***** Tekst *****

ECLI:NL:GHAMS:2017:1706
Gerechtshof Amsterdam
- Hoger beroep
- Rechtspraak.nl
Tussenuitspraak inzake leaseovereenkomsten tussen Dexia Nederland B.V. en [geïntimeerde] met betrekking tot vernietiging en verjaring
In deze zaak heeft het Gerechtshof Amsterdam op 2 mei 2017 een tussenuitspraak gedaan in hoger beroep tussen Dexia Nederland B.V. en [geïntimeerde]. Dexia is in hoger beroep gekomen van een vonnis van de kantonrechter in de rechtbank Amsterdam, dat op 21 augustus 2013 was gewezen. De zaak betreft leaseovereenkomsten die [geïntimeerde] met Dexia heeft afgesloten tussen april 1997 en juni 2000. De echtgenote van [geïntimeerde] heeft op 8 augustus 2003 de nietigheid van deze overeenkomsten ingeroepen, wat Dexia betwist op basis van verjaring. Het hof heeft vastgesteld dat de feiten zoals door de kantonrechter vastgesteld, niet in geschil zijn en heeft deze als vaststaand aangenomen.

*****

- _Opdrachten_
1 – Werk het stuk van de tekst bij dat begint met "ECLI:NL:GHAMS:2017:1706" en doorloopt tot en met "als vaststaand aangenomen.". Zet daarin "rechter" in plaats van "kantonrechter".
2 – Beantwoord met de tekst deze vragen:
(a) Op welke datum deed het hof de tussenuitspraak?
(b) Wanneer was het vonnis van de kantonrechter gewezen?
(c) Wie riep de nietigheid van de overeenkomsten in, en op welke datum?

***** Aangeleverd materiaal *****

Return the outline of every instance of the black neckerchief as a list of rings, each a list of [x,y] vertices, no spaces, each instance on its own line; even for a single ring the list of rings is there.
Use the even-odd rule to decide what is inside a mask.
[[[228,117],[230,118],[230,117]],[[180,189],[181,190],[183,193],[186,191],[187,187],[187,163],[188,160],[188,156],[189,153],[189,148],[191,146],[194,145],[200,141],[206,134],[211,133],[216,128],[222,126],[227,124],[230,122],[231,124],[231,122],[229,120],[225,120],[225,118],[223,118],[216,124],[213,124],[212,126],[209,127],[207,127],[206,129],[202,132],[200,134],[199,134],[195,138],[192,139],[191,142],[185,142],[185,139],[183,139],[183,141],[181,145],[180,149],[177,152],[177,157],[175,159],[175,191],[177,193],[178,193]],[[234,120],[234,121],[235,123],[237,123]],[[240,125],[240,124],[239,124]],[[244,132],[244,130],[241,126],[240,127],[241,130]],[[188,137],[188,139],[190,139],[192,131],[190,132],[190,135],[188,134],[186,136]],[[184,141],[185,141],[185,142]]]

*****

- _Genummerde antwoorden_
1 –
ECLI:NL:GHAMS:2017:1706
Gerechtshof Amsterdam
- Hoger beroep
- Rechtspraak.nl
Tussenuitspraak inzake leaseovereenkomsten tussen Dexia Nederland B.V. en [geïntimeerde] met betrekking tot vernietiging en verjaring
In deze zaak heeft het Gerechtshof Amsterdam op 2 mei 2017 een tussenuitspraak gedaan in hoger beroep tussen Dexia Nederland B.V. en [geïntimeerde]. Dexia is in hoger beroep gekomen van een vonnis van de rechter in de rechtbank Amsterdam, dat op 21 augustus 2013 was gewezen. De zaak betreft leaseovereenkomsten die [geïntimeerde] met Dexia heeft afgesloten tussen april 1997 en juni 2000. De echtgenote van [geïntimeerde] heeft op 8 augustus 2003 de nietigheid van deze overeenkomsten ingeroepen, wat Dexia betwist op basis van verjaring. Het hof heeft vastgesteld dat de feiten zoals door de rechter vastgesteld, niet in geschil zijn en heeft deze als vaststaand aangenomen.

2 –
(a) Op 2 mei 2017.
(b) Op 21 augustus 2013.
(c) De echtgenote van [geïntimeerde], op 8 augustus 2003.